• **EXERCICES**
a) Répondez brièvement à chaque question sur l'extrait consacré au développement de la tête de Latimeria :
(i) Dans combien de collections d'histoire naturelle des stades précoces du développement étaient-ils conservés ?
(ii) Chez les adultes, combien de fois la notochorde est-elle plus grosse que le cerveau ?
(iii) Où se trouve l'organe rostral ?
b) Relevez toutes les causes que l'extrait sur le développement de la tête de Latimeria avance pour expliquer la petite taille relative du cerveau.
c) Écrivez la suite de l'extrait sur le développement de la tête de Latimeria, à partir de sa dernière phrase.

Les cinq stades de développement réunis et scannés pour notre étude. Hugo Dutel

Par chance pour nous, des stades précoces du développement étaient cependant conservés dans trois collections d’histoire naturelle (en Allemagne, en Afrique du Sud et au Muséum national d’Histoire naturelle à Paris). Les embryons et ces fœtus demeurent cependant très rares, car provenant de captures accidentelles de femelles en gestation. Hors de question donc de disséquer de tels spécimens !

Nous avons utilisé des techniques d’imagerie à rayon X au synchrotron européen et d’imagerie par résonance magnétique (IRM) à l’Institut du cerveau et de la moelle épinière afin de visualiser l’anatomie interne de ces spécimens de manière non invasive. Grâce à ces données, nous avons généré des modèles virtuels 3D de différentes parties de la tête à chaque stade de développement, d’un petit fœtus de 5 cm à un adulte de 1,30 m.

À intérieur de la ligne ID19 de l’ESRF, le fœtus de 5 cm (dans le tube au centre) est fin prêt à être scanné durant plusieurs heures. Hugo Dutel

Le développement du cerveau en 3D

Pour la première fois, nous avons observé comment la taille relative du cerveau diminue de façon spectaculaire au cours du développement, et les changements de forme du crâne qui accompagnent ce processus. Le cerveau grossit, mais de manière plus limitée que les structures qui l’entourent.

Contrairement au cerveau, la notochorde grossit considérablement et devient 50 fois plus grosse que ce dernier chez les adultes ! Ceci n’a pas d’égal au sein des vertébrés actuels, chez qui la notochorde dégénère habituellement au cours du développement. Nous pensons que la manière dont cet organe se développe cause justement la formation de l’articulation intracrânienne.

Modèles virtuels 3D de la boîte crânienne (bleu) et du cerveau (jaune) à différents stades de développement de Latimeria. Hugo Dutel

Ces aspects du développement renforcent le caractère insolite de Latimeria, en particulier comparés à notre espèce et aux autres primates chez qui le cerveau grossit énormément.

Pourquoi le cerveau devient-il proportionnellement si petit au cours du développement ? Comme souvent, il n’y a sans doute pas qu’une seule explication. Le volume occupé par la notochorde limite sans doute à un certain point la taille du cerveau. Sa taille et sa position pourraient également être contraintes par le fonctionnement de l’articulation intracrânienne, qui joue un rôle dans la prise alimentaire. Enfin, le coût énergétique de l’organe rostral, un énorme organe électrosensible situé au bout du museau, pourrait limiter la taille du cerveau.

• **DONNÉES**
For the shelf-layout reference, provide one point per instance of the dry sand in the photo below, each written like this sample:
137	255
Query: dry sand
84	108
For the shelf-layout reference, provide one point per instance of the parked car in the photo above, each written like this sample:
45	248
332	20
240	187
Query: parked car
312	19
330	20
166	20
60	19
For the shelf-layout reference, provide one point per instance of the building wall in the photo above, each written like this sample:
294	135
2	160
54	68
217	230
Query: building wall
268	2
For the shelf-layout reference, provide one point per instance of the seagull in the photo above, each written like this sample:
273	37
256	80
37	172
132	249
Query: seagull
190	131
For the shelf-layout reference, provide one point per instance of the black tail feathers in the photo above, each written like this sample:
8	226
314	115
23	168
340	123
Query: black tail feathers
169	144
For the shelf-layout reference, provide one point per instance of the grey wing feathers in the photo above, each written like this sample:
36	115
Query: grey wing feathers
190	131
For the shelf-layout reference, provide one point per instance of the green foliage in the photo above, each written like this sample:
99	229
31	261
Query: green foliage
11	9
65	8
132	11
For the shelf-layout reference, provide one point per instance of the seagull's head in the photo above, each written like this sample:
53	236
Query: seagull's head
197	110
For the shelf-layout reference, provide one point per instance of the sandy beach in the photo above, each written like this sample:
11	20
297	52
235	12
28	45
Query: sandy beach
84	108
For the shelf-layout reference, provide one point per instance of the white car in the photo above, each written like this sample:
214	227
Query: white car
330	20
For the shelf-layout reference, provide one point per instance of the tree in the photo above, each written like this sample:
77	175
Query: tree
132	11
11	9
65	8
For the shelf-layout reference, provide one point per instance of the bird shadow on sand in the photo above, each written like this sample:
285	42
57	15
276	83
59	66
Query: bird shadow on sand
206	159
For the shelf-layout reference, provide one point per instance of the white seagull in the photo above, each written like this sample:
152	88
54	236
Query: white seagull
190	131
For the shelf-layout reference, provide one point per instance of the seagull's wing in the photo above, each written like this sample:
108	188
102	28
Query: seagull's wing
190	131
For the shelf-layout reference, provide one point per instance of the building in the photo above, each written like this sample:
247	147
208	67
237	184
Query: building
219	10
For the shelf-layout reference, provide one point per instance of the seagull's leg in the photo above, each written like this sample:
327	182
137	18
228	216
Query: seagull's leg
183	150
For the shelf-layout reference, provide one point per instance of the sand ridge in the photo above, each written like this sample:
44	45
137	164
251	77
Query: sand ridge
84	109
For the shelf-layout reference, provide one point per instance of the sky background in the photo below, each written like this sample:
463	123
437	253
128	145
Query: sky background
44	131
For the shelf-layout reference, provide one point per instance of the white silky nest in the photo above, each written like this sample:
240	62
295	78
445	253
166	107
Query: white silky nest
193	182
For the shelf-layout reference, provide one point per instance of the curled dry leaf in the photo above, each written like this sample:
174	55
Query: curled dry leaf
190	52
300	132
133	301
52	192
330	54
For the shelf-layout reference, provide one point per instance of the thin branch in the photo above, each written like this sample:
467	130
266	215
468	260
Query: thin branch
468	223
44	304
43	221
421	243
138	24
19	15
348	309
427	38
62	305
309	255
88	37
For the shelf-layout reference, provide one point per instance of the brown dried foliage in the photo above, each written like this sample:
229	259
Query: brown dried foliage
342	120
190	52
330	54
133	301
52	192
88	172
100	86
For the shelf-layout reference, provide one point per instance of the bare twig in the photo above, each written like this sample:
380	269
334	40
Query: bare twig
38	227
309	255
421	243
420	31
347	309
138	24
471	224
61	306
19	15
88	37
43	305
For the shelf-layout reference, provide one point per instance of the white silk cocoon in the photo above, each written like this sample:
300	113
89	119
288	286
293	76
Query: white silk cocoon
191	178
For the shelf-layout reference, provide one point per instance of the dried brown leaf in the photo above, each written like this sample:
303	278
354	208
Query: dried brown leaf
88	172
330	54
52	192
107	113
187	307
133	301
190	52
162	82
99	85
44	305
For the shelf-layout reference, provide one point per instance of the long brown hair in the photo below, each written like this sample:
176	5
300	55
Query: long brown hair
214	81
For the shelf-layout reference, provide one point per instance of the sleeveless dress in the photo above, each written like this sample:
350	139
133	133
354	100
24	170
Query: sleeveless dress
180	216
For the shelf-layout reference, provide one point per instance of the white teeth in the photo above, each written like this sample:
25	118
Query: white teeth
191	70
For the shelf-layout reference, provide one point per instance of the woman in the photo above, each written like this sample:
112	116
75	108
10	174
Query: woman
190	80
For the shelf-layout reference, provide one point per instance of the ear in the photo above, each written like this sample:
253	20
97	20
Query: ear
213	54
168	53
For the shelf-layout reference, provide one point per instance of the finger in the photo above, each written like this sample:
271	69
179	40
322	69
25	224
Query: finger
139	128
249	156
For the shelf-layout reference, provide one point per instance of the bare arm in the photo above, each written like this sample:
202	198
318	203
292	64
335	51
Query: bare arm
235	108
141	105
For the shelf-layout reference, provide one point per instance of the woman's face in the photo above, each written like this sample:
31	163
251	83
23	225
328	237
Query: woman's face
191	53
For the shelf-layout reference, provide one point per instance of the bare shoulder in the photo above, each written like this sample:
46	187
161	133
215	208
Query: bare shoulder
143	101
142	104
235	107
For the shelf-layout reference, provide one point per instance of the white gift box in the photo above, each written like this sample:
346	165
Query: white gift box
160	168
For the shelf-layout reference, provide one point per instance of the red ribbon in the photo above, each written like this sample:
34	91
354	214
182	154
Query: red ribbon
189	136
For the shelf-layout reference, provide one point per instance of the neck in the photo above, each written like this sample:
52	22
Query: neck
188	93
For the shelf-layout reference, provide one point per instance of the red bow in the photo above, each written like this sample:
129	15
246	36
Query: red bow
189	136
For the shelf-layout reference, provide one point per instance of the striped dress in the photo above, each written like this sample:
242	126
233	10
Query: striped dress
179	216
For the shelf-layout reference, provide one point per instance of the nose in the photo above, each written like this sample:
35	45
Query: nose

• **CORRIGÉ**
a)
(i) Dans trois collections.
(ii) 50 fois.
(iii) Au bout du museau.

b)
- Le volume occupé par la notochorde.
- Le fonctionnement de l'articulation intracrânienne, qui joue un rôle dans la prise alimentaire et pourrait contraindre la taille et la position du cerveau.
- Le coût énergétique de l'organe rostral.

c)
De nouvelles pistes pour comprendre l’évolution

Ces nouveaux résultats nous renseignent non seulement sur la biologie de Latimeria, mais nous permettrons aussi de mieux comprendre l’évolution des cœlacanthes et des autres poissons à nageoires charnues.

Les cœlacanthes forment un groupe souvent considéré comme n’ayant quasiment pas évolué au cours des temps géologiques. En s’intéressant aux nombreux cœlacanthes fossiles, il est cependant facile de constater que cette légende urbaine est fausse. Leur morphologie a en effet changé de manière notable au cours de l’évolution. En témoigne notamment un surprenant fossile récemment découvert en Suisse par Lionel Cavin et ses collègues, dont l’aspect rappelle plus les poissons chirurgiens que Latimeria !

Dans ce contexte, notre travail permettra de mieux comprendre les mécanismes développementaux à l’origine de la diversité morphologique observée au cours de l’évolution des cœlacanthes.

Le cœlacanthe fossile Foreyia découvert dans le Trias de Suisse. Illustration : Alain Bénéteau

De plus, nos observations faites sur le développement du cœlacanthe actuel pourront sans doute contribuer à mieux comprendre l’évolution du cerveau et du crâne chez les poissons à nageoires charnues et les premiers tétrapodes.

Nos résultats, ainsi qu’une récente étude sur la croissance du poumon (qui est couvert de petites plaques osseuses) représentent tout ce que nous savons sur le développement de Latimeria. Ce dernier demeure l’un de nos cousins les plus mystérieux, car de nombreux aspects de sa biologie et de son écologie restent inconnus.

Cependant, ce seul survivant d’un groupe apparu il y a 400 millions d’années et son environnement sont désormais en danger et doivent être plus que jamais protégés.